O muro invisível e a distinção de classes na obra de Pierre Bourdieu
Considerada por diversos estudiosos como um
dos grandes pensadores sobre as temáticas sobre distinção de classes a obra de
Pierre Bourdieu reflete o resultado de anos de investigação dedicados à
formulação de uma teoria geral das classes sociais. Originalmente lançada em
1979, “A Distinção: crítica social do julgamento” estrutura-se em três partes
principais, acompanhadas de introdução, conclusão e pós-escrito. A tradução
para o português chega para suprir a demanda dos leitores brasileiros,
oferecendo aportes fundamentais para diversas áreas das ciências humanas. A
escrita de Bourdieu caracteriza-se por um refinamento denso, por vezes visto
como elitista, mas que encontra justificativa em suas pretensões teóricas:
conforme exposto em Questões de Sociologia (1983), o autor busca romper com a
linguagem do senso comum e a filosofia social implícita no discurso espontâneo.

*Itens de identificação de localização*
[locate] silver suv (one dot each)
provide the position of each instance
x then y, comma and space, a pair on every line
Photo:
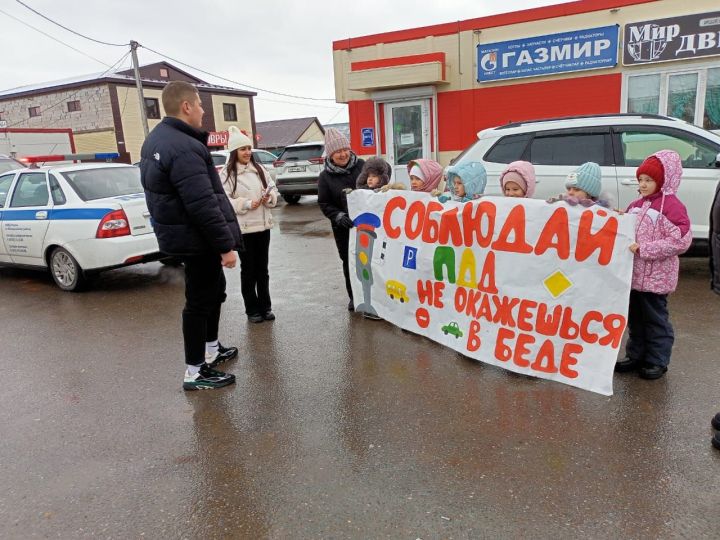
298, 168
618, 143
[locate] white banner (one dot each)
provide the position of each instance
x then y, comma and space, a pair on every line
540, 289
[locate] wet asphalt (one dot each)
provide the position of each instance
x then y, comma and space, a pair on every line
338, 427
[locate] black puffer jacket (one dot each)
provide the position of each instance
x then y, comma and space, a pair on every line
331, 198
191, 213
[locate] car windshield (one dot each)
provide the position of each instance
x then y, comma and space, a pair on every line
300, 153
91, 184
219, 159
9, 165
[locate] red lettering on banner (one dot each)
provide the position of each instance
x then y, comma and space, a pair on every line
431, 231
474, 215
392, 205
521, 350
514, 226
415, 220
555, 235
430, 292
604, 239
502, 351
568, 359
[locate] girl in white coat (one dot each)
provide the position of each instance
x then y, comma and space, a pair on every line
252, 194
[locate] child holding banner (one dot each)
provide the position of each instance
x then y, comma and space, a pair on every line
662, 232
518, 180
374, 175
583, 187
425, 175
467, 182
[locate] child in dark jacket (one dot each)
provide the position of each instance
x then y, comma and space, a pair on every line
662, 232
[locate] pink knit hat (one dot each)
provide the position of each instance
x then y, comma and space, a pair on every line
523, 174
334, 141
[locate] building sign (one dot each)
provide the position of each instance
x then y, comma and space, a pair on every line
677, 38
368, 137
594, 48
535, 288
218, 138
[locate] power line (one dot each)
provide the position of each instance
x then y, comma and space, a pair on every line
232, 81
70, 29
53, 38
65, 98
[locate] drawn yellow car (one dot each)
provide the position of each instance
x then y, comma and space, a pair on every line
396, 291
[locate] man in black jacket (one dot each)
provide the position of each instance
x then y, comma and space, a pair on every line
193, 220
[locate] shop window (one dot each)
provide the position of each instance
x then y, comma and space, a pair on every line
152, 108
571, 149
682, 94
711, 118
644, 94
639, 144
693, 96
229, 112
508, 149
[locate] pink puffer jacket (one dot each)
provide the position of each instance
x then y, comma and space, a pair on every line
662, 230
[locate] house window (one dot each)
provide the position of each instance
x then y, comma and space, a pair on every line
690, 95
229, 112
152, 108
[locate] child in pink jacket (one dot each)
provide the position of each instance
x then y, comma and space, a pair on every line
518, 179
662, 232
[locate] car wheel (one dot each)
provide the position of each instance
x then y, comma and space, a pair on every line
171, 261
66, 271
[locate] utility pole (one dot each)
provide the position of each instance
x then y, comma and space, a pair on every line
143, 113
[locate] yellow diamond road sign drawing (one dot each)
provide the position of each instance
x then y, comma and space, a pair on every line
557, 283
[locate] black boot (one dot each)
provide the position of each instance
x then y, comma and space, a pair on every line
626, 364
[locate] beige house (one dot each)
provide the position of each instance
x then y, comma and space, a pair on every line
104, 111
275, 135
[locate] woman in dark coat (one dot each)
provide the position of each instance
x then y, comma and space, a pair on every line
342, 167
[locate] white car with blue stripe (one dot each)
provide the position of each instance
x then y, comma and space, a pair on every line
75, 220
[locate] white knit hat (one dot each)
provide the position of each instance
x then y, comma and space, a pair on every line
237, 139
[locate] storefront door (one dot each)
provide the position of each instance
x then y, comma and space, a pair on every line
407, 132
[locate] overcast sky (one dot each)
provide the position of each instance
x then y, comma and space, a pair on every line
280, 46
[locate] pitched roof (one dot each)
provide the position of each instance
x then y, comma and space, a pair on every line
118, 77
280, 133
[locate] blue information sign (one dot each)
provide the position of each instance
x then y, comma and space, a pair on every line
368, 136
594, 48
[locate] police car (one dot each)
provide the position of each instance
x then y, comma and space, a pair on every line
74, 219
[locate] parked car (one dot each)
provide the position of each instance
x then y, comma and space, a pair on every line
9, 164
618, 143
75, 220
265, 158
298, 169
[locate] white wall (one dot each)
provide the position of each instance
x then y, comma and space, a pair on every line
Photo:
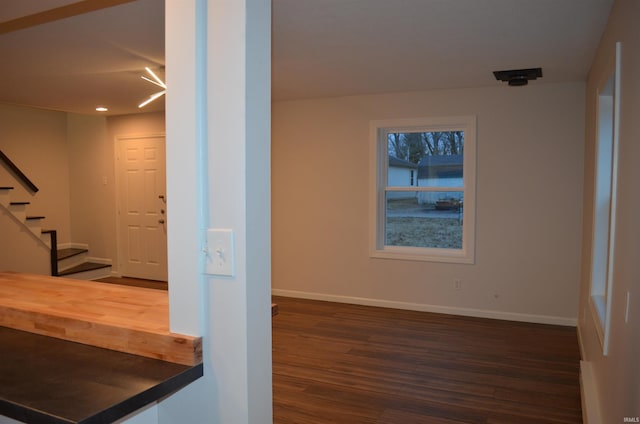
92, 169
616, 377
529, 207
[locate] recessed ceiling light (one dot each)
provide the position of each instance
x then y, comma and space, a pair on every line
156, 81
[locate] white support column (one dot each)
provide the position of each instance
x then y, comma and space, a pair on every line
218, 176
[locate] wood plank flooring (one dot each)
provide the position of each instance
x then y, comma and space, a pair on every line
336, 363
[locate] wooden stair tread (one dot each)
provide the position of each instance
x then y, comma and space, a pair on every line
127, 319
69, 252
85, 266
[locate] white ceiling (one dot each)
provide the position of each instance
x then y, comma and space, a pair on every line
321, 48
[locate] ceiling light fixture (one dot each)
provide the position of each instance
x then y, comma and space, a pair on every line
156, 81
518, 77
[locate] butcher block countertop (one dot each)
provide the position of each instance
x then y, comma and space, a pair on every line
127, 319
75, 351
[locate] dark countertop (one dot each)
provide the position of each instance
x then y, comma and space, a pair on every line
44, 380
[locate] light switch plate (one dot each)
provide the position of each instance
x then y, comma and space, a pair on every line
220, 252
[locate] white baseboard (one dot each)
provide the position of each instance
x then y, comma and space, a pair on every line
589, 395
479, 313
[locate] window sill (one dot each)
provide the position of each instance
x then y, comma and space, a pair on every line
417, 254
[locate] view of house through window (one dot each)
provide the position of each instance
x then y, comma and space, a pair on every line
421, 195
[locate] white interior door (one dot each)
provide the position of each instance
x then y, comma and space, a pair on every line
142, 227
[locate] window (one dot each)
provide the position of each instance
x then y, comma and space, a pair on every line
431, 216
604, 201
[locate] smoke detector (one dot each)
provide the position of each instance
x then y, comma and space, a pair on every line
518, 77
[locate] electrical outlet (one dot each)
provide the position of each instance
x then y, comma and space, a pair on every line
220, 253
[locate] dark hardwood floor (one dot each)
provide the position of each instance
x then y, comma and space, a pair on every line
336, 363
136, 282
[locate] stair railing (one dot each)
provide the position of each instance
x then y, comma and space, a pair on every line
17, 172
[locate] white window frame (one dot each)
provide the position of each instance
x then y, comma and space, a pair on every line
605, 190
378, 169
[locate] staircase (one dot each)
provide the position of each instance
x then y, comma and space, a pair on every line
70, 262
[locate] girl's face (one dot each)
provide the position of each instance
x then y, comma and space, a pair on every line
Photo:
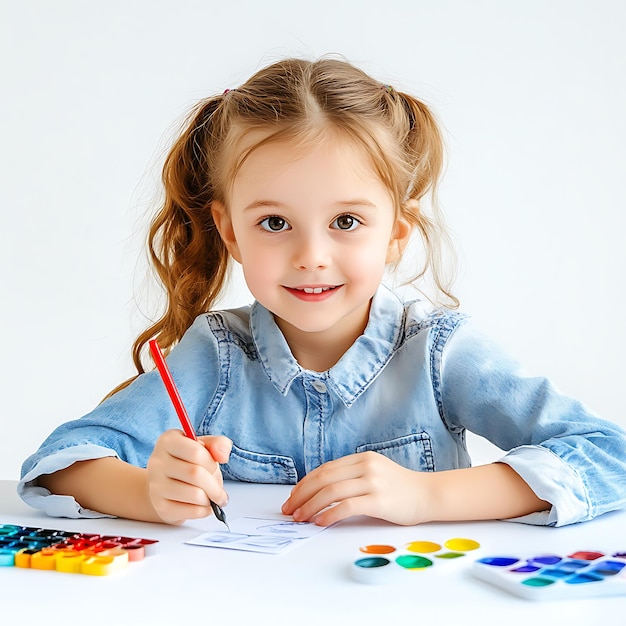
313, 229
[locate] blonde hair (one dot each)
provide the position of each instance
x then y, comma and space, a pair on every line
291, 100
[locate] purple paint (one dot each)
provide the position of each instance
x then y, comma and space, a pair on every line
498, 561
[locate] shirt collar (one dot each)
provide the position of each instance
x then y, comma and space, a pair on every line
356, 369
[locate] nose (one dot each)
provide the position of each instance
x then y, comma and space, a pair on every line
311, 251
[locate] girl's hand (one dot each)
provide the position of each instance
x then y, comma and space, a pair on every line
366, 483
184, 476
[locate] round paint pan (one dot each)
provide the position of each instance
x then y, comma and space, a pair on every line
374, 570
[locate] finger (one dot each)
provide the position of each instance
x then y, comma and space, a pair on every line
219, 447
179, 446
337, 492
359, 505
314, 482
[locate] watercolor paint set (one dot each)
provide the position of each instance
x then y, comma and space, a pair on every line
382, 563
581, 574
70, 552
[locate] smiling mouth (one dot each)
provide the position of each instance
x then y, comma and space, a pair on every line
304, 292
314, 289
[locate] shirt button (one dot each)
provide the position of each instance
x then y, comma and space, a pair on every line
318, 385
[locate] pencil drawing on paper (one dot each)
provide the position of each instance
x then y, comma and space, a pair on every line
259, 535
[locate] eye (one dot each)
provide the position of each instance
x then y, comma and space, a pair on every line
274, 224
345, 222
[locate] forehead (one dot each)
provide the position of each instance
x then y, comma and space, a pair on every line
336, 162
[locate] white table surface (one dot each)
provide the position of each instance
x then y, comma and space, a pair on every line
310, 584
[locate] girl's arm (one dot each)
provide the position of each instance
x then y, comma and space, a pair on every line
179, 482
107, 485
371, 484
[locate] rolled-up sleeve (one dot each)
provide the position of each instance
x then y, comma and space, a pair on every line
567, 454
127, 424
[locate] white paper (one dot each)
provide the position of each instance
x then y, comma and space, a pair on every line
256, 534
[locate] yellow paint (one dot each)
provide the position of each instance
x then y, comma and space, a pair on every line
461, 544
423, 546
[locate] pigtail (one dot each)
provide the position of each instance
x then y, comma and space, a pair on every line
184, 246
424, 150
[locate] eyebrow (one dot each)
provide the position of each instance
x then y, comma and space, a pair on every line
360, 202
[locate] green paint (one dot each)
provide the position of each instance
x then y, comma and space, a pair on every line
410, 561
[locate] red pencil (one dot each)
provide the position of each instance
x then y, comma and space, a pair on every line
185, 422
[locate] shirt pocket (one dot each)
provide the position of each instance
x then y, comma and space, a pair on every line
413, 451
254, 467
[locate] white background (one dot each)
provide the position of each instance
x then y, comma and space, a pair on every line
532, 97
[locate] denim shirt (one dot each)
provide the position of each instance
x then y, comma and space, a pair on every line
408, 388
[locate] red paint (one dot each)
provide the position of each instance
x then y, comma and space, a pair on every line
586, 556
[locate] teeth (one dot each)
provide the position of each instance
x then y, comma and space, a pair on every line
315, 289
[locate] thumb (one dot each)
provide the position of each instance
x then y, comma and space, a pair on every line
219, 447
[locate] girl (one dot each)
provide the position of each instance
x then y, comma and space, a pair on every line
313, 176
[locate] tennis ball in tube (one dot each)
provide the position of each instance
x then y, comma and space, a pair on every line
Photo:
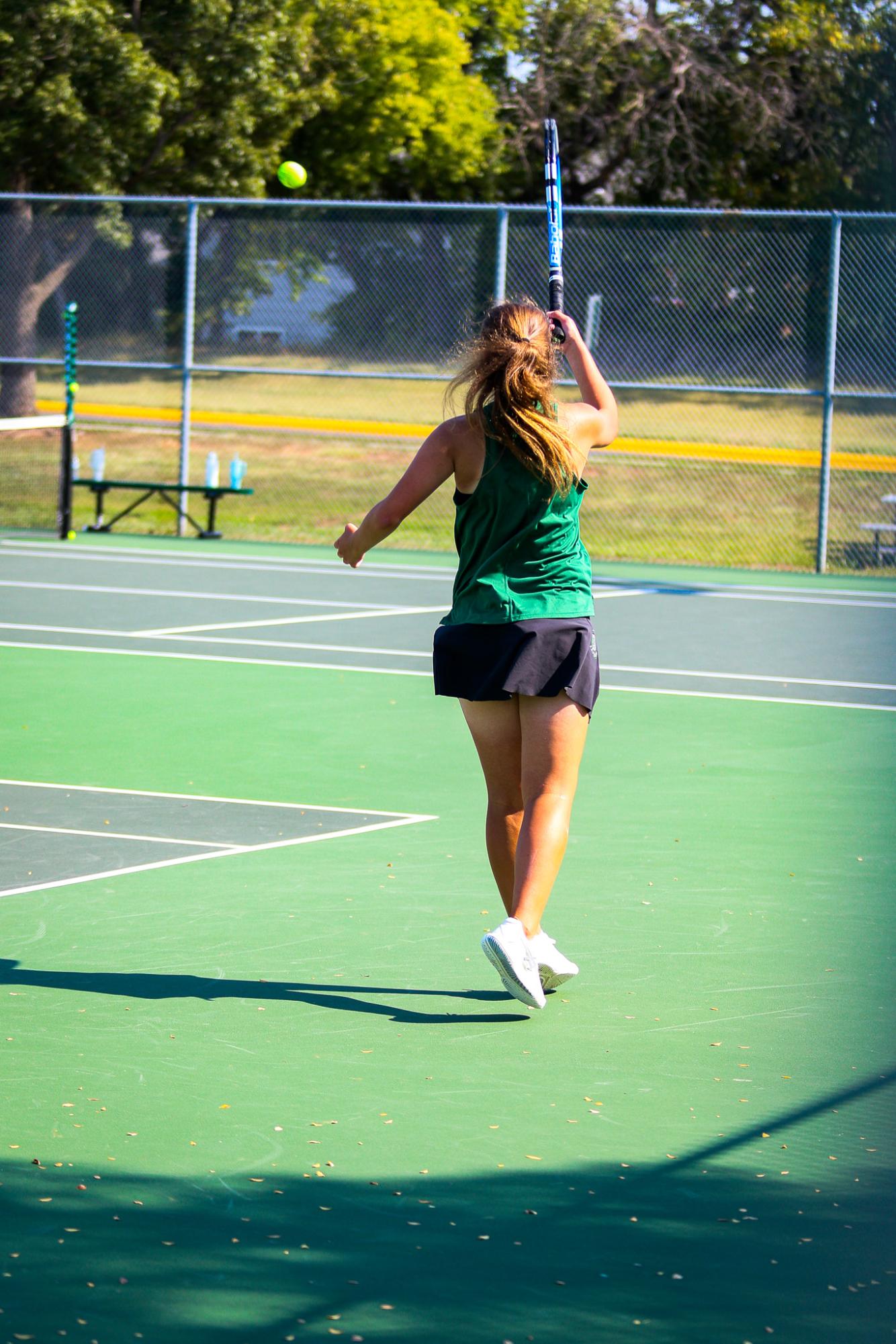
292, 174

*Tarefas a realizar*
**A)** Separe e copie cada linha dos registros em que aparece a palavra "window", distinguindo maiúsculas de minúsculas.
**B)** Por favor, retome o texto sobre a obra de Pierre Bourdieu a partir do ponto em que ele termina.
O texto sobre a obra de Pierre Bourdieu e os registros vêm de fontes diferentes.

*As respostas*
**A)**
[locate] shop window (one dot each)
[locate] house window (one dot each)
[locate] window sill (one dot each)
[locate] view of house through window (one dot each)
[locate] window (one dot each)
[locate] white window frame (one dot each)

**B)**
No contexto de seu lançamento na França, o livro suscitou a primeira grande
controvérsia pública da carreira do sociólogo, recebendo críticas severas de
intelectuais e da mídia, que o acusavam de determinismo sociológico. Contudo, a
magnitude desta e de outras obras garantiu a Bourdieu, em 1981, a cadeira de
Sociologia no prestigiado Collège de France. A Distinção atua simultaneamente
como uma crítica incisiva e como um modelo analítico dos mecanismos
socioculturais. Sua inovação reside em retirar o determinismo estritamente
econômico do centro da análise social, reposicionando as práticas de consumo cultural
dentro de uma estrutura de relações. O autor demonstra que as preferências
individuais — seja em arte, educação, política, esporte ou música — não são
frutos do acaso, mas estão intrinsecamente ligadas ao nível de escolaridade
(mensurado por diplomas e tempo de estudo) e, secundariamente, à origem
familiar. Bourdieu desmistifica o ditado popular de que "gosto não se
discute"; ao contrário, ele argumenta que o gosto é um poderoso mecanismo
de classificação social, servindo para aproximar ou segregar indivíduos.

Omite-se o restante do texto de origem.